### PAGE
Using Lava Rock to Generate Steam

Good Morning All,


I have been trying to get a good steam in my oven and have decided to try the suggested lava rock system so I went to Lowe's this weekend and bought a bag.  The bag says to season the rocks in the gas/charcoal grill for 15 minutes prior to use.  I'm assuming that I should do the same in the oven prior to my first bake.  Does this then take care of the red 'dust' that is on the rocks?


Thanks.


 


 

mredwood's picture
mredwood

I don't know what they mean but I would burn them without food if i were using them on a grill. I would wash the lava rocks then put them in a pan. Cast iron or SS and let them get hot in the oven with the stone. Then before putting the bread in put in a cup of water. After you put the bread in spray the top of the bread or not. Put in another cup of water. Thats it. Should be good.


Mariah

kellygirl's picture
kellygirl

Thanks Mariah.  I will be baking a Rye bread in the morning and will try it with the lava rocks.


Kelly

Soundman's picture
Soundman

Hi Kelly,


We're all after good steam! My baking changed more due to a single technique for creating steam than by anything else I've learned in years of baking.


Susan from San Diego uses a pyrex bowl to cover her loaf during the initial period in the oven. I found a description of how she does this in this thread:


http://www.thefreshloaf.com/node/8884/susan039s-original-sourdough-3262007


Here's an excerpt:


"As soon as the round is in the oven, overturn a 4L heat-proof Pyrex bowl on top of it. The bowl has been quickly rinsed with hot water before putting it in the oven. I assume one could use a SS bowl, but you'd miss seeing the rise, and that's half the fun!


Leave the bowl on top of the bread until it just starts to brown (16-18 minutes), then very carefully remove the bowl by sliding a spatula under the edge (there will be a small release of steam here, so let it happen and stay out of its way) then I slide my other hand, well-covered with an oven mitt, under the edge of the bowl and lift it up and over the bread."


I don't own such a pyrex bowl, but I do have a turkey roaster pan with a large lid, and this lid easily covers all shapes of bread I bake. Since the first day I used my roaster lid, my oven spring went way up.


Try it: it's the best thing since unsliced bread!


David

mredwood's picture
mredwood

I have noticed since the first time I made the no knead bread that any bread I leave covered for 20 minutes or more turns out very similar in texture. The no knead says t o cover 30 minutes. The bread rises beautifully but the crumb is very rubbery. I decreased the time and can notice the difference. All the recipes I have tried including a traditional sandwich bread baked in a cloche or covered bowl comes out rubbery. Not just chewy. You can actually stretch it like a rubber band. I have noticed this in purchased artisan type breads.  A little chewy is nice. I am starting to think of covering bread as the "The Great Equalizer", sort of like ceamora in coffee. I digress, sorry.

### GIVEN TASK
In the forum thread on creating oven steam, why does the quoted excerpt favor a Pyrex bowl over a stainless steel one for covering the loaf? Respond in one to three sentences. The items that come next are separate material unconnected to the forum thread.

### DATA SHOWN

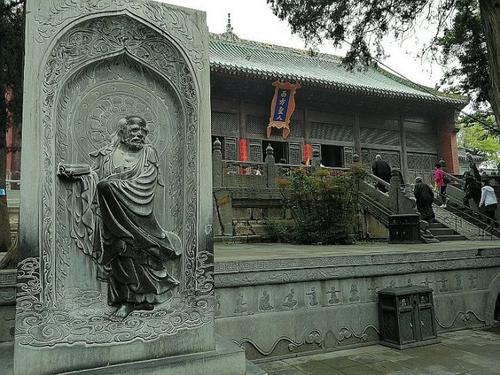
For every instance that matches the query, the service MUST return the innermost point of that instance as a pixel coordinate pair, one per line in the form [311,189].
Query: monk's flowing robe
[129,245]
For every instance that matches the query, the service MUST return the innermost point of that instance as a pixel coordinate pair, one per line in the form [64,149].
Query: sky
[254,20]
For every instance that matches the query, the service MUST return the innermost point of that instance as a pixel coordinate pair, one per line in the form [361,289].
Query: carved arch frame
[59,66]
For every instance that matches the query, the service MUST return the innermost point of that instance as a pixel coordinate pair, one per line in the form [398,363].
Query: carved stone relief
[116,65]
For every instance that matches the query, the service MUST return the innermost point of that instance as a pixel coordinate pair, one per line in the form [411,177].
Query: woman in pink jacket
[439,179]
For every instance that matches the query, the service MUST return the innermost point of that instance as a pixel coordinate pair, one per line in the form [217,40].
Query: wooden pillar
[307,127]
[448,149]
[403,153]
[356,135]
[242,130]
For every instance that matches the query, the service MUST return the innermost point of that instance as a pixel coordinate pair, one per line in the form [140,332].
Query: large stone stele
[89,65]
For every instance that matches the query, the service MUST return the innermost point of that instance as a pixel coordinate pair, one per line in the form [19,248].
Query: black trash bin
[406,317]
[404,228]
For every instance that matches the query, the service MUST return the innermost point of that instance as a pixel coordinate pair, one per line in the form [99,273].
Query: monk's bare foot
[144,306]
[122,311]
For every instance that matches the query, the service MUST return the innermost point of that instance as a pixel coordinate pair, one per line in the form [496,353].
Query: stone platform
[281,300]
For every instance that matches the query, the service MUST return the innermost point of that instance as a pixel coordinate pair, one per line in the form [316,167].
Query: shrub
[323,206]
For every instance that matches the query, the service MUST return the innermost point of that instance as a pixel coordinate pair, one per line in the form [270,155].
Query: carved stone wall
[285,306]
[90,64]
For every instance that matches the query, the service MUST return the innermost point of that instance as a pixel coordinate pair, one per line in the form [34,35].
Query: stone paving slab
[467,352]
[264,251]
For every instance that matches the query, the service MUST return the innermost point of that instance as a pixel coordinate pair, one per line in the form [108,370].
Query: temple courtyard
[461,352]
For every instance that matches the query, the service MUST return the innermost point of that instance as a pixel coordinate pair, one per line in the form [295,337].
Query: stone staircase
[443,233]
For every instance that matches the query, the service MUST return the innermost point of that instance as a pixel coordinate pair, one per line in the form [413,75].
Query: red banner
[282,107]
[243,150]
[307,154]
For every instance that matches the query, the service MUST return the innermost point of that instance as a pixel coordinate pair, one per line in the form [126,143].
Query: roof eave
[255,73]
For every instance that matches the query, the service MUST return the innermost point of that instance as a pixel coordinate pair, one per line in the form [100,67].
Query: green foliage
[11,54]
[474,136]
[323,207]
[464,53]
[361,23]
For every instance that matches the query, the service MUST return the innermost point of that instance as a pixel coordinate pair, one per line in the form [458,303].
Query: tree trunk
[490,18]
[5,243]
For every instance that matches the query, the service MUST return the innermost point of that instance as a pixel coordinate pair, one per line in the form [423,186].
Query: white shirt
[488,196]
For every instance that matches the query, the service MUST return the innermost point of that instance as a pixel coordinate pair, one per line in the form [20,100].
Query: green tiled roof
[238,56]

### TASK RESPONSE
The excerpt allows that a stainless steel bowl could be used, but it would keep the baker from seeing the loaf rise. That rise is described as half the fun.